Passage for review:
-----

By Jacqueline Uranga
On Dec. 25, 2009, Nigerian engineering student Umar Farouk Abdulmutallab was tackled to the ground by fellow passengers when the plastic explosives hidden in his underwear failed to detonate and caught fire instead.
It was even a passenger who used a fire extinguisher to put out the flames on the wall of the plane and Abdulmutallab’s discarded pants, which passengers tore off his body.
The Christmas Day Bomber is one of over 30 failed terrorist attacks have occurred in the United States since the Sept. 11, 2001 attacks on the World Trade Center and Pentagon.
The attacks since Sept. 11 have failed because of luck, incompetent terrorists, and heroic bystanders, not because of the Transportation Security Administration (TSA) or other agencies in the U.S. Intelligence Community.
The U.S. government needs to do more to raise the quality of U.S. security instead of the current tactic of raising the quantity after every attempted attack. Presently, security resources are being used and wasted in a futile effort of making Americans feel safer.
The fundamental issue is the lack of faith Americans have in the national security system itself.
According to a 2010 ABC News/Washington Post poll, 42 percent of Americans believe the country is less safe from terrorism today than it was before Sept. 11.
No matter how many snow globes and water bottles are thrown out at airport security checks, or how many Americans of Middle Eastern descent are picked out for extra “random screening,” Americans will not feel safer and they will not be safer.
Since the Sept. 11 terrorist attacks, box-cutters, such as those used in the attacks, and other items directly involved in a terrorism plot have been banned from airplanes.

-----

Data supplied:
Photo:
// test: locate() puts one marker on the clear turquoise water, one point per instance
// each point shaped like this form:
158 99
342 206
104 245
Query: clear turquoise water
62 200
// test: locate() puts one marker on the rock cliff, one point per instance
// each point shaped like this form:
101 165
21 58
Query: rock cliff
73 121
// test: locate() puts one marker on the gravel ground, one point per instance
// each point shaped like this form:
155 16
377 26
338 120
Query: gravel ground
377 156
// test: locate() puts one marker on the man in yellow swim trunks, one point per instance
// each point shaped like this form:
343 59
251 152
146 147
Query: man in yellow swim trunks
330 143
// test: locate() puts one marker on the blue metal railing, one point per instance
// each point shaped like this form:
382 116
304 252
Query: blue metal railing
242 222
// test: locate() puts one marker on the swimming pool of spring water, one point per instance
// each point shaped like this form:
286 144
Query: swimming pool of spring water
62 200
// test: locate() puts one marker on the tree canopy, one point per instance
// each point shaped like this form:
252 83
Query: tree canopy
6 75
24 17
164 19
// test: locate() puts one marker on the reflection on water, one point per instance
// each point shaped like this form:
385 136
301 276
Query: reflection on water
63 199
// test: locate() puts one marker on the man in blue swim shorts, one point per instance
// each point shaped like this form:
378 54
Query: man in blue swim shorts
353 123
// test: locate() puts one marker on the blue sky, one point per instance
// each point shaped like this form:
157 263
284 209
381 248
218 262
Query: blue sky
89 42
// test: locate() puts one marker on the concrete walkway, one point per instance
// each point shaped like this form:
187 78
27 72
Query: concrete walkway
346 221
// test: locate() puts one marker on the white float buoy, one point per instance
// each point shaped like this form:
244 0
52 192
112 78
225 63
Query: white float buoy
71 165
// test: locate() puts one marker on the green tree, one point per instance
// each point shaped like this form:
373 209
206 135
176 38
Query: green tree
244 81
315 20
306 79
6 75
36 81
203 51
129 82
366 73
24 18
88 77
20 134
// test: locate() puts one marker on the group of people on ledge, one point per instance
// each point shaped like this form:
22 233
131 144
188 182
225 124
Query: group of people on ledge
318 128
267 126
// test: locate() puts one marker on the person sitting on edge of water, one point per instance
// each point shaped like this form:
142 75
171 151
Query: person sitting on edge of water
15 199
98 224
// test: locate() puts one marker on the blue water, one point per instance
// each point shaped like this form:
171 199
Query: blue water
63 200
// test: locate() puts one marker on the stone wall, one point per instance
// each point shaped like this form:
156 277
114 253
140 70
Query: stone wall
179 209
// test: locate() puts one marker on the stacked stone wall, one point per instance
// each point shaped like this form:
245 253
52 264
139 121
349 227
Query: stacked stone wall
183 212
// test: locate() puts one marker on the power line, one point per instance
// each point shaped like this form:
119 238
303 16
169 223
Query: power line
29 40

-----

Exercise: Please write out the essay on U.S. security word for word, starting at "By Jacqueline Uranga" and ending at "caught fire instead.". The rows are separate from the essay on U.S. security.

Result:
By Jacqueline Uranga
On Dec. 25, 2009, Nigerian engineering student Umar Farouk Abdulmutallab was tackled to the ground by fellow passengers when the plastic explosives hidden in his underwear failed to detonate and caught fire instead.